--- Exercise requirements ---
Swap "newlines" for "line breaks" in everything from the start of the records down to the line containing "Detect: windshield", and reproduce those lines with nothing else altered.

[Data items]
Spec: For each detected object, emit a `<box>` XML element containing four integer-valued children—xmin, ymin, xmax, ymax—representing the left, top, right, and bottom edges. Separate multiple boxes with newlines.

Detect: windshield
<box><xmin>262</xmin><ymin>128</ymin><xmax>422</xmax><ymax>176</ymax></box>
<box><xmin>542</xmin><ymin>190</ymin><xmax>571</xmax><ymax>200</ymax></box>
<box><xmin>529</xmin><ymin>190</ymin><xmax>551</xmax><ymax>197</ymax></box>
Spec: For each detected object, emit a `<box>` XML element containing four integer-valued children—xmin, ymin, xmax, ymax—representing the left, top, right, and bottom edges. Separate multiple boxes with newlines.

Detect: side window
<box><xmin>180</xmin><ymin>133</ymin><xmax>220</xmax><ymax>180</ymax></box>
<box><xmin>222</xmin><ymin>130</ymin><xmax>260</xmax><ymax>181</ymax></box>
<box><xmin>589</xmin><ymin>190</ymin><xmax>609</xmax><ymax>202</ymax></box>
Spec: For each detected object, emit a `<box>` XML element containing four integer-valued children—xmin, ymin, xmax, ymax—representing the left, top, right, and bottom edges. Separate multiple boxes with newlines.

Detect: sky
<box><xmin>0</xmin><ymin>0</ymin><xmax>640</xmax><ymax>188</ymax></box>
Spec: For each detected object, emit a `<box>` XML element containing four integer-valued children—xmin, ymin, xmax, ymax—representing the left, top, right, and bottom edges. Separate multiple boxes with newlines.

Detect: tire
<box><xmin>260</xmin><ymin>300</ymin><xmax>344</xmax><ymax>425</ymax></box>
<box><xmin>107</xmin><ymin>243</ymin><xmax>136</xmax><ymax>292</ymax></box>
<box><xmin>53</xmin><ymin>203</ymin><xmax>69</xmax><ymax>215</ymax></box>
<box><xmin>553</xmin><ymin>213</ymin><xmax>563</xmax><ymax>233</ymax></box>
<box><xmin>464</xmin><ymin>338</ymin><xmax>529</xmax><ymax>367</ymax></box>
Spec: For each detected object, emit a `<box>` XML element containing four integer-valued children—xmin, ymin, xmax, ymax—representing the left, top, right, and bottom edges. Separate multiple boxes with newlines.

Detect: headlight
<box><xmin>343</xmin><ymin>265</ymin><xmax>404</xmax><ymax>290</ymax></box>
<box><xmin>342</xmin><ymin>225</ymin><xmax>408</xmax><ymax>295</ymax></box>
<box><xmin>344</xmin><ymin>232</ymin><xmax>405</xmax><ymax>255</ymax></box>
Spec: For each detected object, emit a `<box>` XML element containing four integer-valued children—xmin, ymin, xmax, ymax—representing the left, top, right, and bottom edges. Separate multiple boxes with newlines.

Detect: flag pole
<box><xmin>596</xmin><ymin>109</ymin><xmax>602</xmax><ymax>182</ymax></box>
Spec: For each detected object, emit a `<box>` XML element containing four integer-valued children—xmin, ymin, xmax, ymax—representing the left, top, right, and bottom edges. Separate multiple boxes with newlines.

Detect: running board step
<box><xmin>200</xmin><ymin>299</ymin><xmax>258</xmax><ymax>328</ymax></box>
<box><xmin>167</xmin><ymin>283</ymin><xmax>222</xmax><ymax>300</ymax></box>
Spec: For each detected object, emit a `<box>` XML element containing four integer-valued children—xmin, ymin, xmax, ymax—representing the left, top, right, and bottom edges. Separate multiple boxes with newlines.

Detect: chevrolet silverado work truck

--- The solution ---
Spec: For each detected object, emit a `<box>` XML element containing four integer-valued children—xmin, ymin, xmax, ymax—representing the left, top, right, and bottom edges. Separate multiple boxes with line breaks.

Detect: windshield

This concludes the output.